* **Source material**

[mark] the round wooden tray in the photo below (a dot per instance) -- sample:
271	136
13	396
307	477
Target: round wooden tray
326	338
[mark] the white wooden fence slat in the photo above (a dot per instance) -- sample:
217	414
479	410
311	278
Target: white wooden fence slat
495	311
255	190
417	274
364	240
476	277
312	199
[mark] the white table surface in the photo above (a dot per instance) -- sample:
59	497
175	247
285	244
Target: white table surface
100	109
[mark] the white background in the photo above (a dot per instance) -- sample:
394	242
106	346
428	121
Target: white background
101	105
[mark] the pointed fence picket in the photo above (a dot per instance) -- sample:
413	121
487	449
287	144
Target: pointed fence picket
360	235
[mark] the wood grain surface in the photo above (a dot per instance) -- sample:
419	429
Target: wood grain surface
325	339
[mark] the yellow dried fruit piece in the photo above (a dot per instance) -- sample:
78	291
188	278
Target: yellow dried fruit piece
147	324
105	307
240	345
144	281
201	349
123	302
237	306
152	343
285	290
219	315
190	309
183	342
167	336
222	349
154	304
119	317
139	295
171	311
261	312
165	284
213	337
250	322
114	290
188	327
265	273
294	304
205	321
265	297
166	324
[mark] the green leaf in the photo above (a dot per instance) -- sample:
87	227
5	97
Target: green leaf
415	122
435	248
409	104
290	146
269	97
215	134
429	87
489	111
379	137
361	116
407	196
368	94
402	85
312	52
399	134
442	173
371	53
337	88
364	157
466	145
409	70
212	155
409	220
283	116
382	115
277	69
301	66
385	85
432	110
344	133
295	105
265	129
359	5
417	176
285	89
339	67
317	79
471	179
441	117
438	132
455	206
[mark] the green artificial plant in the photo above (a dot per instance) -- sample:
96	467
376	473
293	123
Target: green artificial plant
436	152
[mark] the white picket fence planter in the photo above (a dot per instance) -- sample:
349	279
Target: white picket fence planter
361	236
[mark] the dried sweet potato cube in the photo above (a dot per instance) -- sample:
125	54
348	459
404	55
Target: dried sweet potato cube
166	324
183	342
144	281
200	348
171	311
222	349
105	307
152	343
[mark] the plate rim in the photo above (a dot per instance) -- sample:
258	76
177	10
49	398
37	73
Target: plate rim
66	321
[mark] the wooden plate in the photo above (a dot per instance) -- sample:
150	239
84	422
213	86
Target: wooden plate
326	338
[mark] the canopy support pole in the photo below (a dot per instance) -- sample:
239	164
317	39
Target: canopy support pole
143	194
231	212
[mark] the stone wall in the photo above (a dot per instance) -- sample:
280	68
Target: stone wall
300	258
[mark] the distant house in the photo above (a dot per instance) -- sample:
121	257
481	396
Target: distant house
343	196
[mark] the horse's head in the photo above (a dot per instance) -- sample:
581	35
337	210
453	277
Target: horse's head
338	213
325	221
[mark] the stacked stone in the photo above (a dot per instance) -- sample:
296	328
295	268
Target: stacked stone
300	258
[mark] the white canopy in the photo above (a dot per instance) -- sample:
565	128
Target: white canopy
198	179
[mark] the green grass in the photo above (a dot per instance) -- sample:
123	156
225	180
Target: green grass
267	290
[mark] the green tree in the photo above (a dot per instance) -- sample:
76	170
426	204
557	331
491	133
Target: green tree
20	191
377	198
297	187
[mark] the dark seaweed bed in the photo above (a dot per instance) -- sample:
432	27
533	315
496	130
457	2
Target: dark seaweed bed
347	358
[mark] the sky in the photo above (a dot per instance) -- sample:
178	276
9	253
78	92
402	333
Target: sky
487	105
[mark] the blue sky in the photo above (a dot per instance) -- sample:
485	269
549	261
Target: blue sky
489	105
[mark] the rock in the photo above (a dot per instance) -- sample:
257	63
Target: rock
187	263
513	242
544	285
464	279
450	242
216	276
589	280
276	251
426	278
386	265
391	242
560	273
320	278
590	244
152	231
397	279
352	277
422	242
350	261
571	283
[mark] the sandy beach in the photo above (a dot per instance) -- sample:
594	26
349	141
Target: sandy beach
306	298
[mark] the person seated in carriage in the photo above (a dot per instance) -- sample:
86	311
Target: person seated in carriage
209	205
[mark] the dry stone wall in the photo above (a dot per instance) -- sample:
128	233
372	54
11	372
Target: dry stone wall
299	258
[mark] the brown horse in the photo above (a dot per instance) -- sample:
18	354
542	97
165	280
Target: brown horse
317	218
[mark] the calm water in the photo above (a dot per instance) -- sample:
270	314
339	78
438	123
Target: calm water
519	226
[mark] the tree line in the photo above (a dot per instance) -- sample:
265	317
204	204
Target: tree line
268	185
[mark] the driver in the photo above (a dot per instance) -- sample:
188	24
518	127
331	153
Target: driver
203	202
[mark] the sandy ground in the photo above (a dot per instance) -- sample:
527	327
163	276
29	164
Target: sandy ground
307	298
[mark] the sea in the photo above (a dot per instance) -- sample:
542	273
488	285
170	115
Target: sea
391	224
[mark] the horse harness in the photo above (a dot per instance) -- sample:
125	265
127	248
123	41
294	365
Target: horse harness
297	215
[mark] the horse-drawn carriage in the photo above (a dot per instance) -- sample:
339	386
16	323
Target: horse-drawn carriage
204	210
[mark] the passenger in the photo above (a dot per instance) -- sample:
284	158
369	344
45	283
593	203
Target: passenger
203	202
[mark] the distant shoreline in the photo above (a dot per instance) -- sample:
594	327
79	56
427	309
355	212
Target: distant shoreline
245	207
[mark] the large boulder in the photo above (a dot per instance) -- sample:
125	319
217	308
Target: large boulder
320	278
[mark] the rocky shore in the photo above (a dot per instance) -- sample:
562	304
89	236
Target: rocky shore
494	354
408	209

==

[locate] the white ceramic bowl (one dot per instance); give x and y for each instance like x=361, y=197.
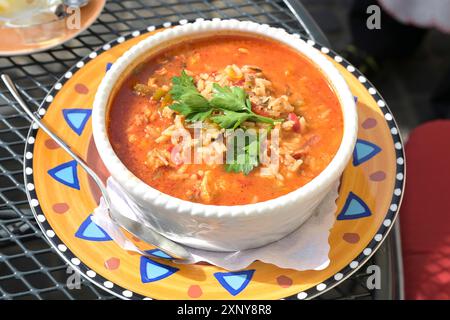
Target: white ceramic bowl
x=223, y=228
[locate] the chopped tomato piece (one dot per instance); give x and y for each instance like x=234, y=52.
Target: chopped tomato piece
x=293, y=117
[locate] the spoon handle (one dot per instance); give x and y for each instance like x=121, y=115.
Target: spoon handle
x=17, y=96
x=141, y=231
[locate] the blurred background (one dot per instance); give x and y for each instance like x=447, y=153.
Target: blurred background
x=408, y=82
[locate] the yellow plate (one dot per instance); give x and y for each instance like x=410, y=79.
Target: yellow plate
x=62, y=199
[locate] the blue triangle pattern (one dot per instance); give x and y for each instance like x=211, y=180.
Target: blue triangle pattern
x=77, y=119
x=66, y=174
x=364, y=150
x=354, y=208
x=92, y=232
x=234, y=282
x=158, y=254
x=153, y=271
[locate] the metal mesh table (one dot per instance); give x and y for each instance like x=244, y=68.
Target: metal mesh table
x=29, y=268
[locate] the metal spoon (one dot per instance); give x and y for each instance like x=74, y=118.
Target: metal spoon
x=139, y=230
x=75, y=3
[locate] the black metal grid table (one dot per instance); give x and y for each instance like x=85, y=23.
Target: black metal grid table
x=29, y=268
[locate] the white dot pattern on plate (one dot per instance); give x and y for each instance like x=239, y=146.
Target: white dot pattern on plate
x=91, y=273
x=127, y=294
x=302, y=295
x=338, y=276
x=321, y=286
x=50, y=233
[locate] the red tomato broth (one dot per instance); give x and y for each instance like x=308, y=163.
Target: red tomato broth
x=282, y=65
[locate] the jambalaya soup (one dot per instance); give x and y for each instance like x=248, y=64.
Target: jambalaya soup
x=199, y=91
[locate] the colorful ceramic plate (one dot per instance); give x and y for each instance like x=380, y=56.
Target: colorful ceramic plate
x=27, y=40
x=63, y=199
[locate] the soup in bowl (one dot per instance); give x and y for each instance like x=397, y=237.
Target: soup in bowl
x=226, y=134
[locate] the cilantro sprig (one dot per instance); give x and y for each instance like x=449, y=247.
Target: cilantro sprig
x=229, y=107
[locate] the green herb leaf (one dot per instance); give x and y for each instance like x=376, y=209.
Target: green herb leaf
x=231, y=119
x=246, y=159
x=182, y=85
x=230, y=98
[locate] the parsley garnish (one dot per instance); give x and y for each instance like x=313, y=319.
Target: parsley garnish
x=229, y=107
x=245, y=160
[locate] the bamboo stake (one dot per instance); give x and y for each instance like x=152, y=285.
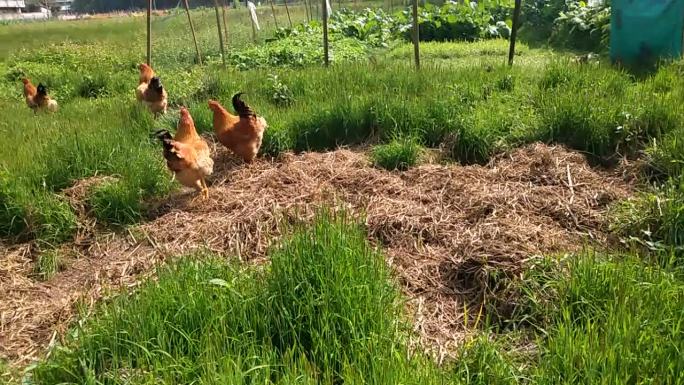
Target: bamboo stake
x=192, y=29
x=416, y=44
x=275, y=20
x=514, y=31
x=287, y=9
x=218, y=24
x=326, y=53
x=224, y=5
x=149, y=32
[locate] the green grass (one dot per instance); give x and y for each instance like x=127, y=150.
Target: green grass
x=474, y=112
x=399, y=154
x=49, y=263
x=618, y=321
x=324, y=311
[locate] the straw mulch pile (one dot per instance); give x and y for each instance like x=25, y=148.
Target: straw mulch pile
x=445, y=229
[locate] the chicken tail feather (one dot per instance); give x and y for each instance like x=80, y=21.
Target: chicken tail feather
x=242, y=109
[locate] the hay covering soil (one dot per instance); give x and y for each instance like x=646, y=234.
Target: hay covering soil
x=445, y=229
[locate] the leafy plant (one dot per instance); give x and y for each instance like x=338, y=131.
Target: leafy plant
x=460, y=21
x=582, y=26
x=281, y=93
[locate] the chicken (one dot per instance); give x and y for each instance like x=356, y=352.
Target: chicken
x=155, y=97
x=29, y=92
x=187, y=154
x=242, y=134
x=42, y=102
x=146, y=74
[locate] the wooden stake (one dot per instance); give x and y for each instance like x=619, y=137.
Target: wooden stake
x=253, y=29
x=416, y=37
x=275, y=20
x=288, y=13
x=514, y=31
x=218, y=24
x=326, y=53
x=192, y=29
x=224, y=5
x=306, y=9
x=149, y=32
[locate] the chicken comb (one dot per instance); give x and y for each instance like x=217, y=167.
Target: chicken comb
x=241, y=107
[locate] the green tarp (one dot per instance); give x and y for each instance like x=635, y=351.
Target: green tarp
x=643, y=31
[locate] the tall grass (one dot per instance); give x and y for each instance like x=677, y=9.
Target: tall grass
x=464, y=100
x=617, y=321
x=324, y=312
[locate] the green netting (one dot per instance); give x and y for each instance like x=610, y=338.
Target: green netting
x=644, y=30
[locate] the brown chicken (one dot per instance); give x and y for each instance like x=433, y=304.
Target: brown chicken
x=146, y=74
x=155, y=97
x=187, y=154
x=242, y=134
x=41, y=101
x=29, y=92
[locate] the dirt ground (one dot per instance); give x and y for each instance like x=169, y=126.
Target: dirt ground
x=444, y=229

...

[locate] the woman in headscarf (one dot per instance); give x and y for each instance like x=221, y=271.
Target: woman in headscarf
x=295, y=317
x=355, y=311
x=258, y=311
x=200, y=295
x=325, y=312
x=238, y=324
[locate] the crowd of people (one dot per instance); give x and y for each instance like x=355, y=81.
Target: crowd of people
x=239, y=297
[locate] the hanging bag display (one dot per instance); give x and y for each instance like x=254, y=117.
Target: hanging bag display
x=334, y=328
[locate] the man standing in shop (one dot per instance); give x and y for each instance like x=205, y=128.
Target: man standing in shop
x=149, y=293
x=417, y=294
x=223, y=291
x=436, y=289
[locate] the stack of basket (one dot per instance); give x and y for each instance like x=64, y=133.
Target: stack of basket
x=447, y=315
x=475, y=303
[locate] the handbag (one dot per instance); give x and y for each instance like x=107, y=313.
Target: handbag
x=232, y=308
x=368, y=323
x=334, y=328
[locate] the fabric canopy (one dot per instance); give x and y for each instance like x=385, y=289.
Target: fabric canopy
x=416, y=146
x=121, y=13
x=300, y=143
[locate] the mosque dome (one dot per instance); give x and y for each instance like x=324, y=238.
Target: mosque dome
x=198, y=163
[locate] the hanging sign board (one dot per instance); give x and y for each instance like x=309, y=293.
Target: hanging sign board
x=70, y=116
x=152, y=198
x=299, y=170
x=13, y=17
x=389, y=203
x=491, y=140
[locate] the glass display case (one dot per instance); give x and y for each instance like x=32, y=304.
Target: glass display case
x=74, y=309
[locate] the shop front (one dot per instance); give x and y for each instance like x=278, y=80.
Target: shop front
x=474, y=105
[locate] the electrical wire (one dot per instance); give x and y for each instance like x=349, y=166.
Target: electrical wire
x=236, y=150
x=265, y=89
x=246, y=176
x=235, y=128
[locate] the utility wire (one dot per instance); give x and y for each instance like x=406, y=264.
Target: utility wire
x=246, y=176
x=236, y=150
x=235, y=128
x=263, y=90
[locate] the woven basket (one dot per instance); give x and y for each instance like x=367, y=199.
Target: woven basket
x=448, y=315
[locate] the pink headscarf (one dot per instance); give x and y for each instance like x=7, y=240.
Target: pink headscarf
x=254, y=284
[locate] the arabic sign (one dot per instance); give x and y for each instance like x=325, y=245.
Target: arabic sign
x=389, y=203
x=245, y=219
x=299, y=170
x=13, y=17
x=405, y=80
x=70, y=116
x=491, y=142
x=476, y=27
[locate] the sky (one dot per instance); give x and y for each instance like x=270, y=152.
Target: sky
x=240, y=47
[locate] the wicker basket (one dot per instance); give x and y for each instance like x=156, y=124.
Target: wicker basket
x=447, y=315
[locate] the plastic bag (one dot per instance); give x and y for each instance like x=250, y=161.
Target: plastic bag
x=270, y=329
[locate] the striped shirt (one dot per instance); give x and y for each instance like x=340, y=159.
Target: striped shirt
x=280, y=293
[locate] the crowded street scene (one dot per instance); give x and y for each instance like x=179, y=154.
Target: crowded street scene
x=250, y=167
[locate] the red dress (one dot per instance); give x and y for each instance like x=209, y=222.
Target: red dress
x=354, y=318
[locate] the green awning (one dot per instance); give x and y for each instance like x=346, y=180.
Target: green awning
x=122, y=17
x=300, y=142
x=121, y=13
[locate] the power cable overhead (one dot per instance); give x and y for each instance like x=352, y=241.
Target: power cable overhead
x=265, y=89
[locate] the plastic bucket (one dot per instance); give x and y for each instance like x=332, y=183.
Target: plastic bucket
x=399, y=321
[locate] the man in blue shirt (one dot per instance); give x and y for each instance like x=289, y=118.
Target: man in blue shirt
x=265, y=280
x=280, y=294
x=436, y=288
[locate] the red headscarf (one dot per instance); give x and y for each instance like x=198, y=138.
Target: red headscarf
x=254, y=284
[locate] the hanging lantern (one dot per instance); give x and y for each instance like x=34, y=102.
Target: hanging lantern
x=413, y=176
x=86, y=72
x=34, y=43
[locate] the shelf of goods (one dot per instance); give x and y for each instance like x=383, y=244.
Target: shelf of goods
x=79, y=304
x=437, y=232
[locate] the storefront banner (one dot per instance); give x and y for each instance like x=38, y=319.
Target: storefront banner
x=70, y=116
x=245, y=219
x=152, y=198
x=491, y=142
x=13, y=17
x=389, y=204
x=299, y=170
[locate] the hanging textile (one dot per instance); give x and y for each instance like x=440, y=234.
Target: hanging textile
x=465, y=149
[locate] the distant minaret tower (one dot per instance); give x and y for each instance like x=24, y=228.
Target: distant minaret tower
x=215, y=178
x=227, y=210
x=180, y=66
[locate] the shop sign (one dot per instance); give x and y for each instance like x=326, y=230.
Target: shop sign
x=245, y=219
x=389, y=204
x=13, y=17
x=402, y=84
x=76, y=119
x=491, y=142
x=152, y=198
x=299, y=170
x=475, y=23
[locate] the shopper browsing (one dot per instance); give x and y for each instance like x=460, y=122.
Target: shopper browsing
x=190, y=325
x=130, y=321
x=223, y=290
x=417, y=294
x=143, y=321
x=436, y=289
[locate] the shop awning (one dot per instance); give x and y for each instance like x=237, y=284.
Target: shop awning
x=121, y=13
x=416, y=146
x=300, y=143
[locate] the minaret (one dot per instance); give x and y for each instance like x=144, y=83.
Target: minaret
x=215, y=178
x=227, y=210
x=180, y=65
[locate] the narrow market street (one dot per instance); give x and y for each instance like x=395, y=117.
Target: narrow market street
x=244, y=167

* **About this task**
Check each line in the entries above for the string "below", then give the number of matching lines alone.

* **Result for this exercise**
2